Data for processing

▬▬▬▬▬▬

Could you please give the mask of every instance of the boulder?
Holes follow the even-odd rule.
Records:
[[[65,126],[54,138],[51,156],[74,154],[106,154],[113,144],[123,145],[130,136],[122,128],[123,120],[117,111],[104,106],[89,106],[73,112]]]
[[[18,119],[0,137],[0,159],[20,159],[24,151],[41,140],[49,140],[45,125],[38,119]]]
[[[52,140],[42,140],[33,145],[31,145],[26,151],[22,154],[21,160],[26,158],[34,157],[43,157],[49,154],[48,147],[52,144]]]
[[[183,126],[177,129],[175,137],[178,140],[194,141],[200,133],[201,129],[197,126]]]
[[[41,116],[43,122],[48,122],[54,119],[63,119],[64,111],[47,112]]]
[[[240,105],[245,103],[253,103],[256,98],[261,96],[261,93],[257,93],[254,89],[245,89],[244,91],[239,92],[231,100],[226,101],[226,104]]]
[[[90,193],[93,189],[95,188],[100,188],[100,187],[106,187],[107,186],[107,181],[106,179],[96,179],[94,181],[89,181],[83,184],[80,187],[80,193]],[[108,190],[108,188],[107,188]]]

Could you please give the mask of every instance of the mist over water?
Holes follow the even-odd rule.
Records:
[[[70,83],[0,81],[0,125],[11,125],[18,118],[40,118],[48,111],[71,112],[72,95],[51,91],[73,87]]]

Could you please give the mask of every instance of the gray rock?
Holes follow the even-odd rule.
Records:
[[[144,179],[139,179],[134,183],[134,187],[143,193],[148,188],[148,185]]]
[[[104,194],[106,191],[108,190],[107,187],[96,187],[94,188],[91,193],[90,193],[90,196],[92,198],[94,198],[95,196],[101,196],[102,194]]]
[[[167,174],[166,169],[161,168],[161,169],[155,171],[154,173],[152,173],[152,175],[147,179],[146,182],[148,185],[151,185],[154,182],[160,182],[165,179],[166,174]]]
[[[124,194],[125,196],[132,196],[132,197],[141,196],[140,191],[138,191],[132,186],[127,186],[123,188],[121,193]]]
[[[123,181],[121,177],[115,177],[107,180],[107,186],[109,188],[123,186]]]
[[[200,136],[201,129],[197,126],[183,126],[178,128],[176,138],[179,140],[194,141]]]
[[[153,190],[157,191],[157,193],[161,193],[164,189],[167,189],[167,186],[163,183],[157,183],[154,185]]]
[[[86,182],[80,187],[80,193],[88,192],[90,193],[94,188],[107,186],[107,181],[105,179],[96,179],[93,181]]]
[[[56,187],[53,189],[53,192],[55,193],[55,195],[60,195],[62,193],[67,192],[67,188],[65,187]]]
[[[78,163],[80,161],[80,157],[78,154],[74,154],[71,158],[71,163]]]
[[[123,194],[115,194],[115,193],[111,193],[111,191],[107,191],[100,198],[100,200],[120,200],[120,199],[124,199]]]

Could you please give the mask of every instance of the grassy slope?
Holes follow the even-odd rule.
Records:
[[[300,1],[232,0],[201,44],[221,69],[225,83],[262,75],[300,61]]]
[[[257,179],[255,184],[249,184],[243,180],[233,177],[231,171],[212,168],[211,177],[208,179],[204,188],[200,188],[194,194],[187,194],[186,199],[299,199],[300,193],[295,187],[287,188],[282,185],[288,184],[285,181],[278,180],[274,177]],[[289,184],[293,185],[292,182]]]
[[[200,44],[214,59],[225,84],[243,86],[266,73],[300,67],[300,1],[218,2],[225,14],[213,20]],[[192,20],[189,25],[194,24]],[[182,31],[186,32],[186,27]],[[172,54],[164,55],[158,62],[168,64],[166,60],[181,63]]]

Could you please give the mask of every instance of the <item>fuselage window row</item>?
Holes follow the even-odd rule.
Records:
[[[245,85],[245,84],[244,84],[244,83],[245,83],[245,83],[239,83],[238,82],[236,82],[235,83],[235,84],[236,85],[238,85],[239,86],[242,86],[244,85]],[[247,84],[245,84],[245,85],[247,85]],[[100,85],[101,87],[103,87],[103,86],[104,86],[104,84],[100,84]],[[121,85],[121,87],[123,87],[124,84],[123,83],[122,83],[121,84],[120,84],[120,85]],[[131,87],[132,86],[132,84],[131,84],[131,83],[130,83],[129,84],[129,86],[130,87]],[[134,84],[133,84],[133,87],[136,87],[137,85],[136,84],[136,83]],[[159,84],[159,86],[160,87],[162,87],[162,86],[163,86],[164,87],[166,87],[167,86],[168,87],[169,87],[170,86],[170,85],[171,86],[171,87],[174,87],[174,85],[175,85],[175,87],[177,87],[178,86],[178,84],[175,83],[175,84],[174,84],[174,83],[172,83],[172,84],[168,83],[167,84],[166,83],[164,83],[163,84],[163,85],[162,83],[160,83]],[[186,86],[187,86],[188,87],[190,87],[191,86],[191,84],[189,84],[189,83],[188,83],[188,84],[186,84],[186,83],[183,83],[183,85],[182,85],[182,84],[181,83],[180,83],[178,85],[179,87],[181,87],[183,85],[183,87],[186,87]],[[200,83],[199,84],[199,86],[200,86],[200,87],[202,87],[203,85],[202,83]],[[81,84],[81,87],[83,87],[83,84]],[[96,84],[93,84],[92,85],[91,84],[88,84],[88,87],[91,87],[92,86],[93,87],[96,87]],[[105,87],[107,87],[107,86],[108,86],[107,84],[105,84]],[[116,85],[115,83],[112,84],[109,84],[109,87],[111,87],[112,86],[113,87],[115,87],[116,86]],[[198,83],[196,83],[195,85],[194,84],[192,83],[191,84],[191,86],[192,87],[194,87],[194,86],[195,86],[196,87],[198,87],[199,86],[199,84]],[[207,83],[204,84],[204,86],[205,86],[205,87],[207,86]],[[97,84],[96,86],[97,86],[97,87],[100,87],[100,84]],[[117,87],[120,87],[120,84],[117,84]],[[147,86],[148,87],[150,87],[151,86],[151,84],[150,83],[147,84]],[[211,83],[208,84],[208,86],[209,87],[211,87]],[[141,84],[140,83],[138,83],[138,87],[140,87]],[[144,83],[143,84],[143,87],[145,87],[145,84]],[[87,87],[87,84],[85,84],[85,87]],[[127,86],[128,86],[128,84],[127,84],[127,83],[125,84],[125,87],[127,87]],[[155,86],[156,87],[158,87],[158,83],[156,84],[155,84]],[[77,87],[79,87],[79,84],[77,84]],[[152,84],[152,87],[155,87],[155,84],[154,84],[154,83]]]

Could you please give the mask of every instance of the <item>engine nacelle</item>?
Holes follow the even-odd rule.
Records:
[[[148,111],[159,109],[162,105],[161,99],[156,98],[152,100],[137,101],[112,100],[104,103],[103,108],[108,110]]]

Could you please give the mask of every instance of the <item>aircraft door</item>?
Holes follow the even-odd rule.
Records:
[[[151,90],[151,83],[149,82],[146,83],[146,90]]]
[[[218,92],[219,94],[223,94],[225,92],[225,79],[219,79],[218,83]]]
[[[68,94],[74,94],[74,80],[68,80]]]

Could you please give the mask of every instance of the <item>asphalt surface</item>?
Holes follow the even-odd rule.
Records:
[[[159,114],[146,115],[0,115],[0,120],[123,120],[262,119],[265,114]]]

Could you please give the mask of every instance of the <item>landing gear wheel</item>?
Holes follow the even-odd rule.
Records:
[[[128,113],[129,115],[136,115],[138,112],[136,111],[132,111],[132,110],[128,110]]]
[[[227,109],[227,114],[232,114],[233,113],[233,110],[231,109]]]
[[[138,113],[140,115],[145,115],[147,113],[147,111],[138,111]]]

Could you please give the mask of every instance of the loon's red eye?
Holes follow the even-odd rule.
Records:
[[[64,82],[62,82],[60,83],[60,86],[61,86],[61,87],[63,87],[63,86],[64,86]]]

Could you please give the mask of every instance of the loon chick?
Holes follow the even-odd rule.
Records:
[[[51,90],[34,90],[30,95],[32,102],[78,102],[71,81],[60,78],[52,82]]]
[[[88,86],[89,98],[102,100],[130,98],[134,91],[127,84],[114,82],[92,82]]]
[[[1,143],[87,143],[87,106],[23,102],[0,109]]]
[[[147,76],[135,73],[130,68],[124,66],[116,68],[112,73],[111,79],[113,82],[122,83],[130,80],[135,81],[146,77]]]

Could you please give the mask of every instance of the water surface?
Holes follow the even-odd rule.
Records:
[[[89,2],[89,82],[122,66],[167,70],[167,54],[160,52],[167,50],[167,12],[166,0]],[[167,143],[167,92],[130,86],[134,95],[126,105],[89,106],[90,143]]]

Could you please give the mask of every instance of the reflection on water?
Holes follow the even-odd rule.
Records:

▬▬▬▬▬▬

Short exercise
Nothing but the lines from the one with "the water surface?" through the end of the data above should be repeated, each exactly as it stands.

The completed task
Could you please give the mask of every instance of the water surface?
Holes follow the even-odd rule.
Records:
[[[89,2],[89,82],[122,66],[167,70],[167,54],[160,52],[167,50],[167,12],[166,0]],[[167,143],[167,92],[130,86],[134,95],[126,105],[89,106],[90,143]]]

Could you please give the mask of every instance of the reflection on water?
Holes follow the even-odd rule.
Records:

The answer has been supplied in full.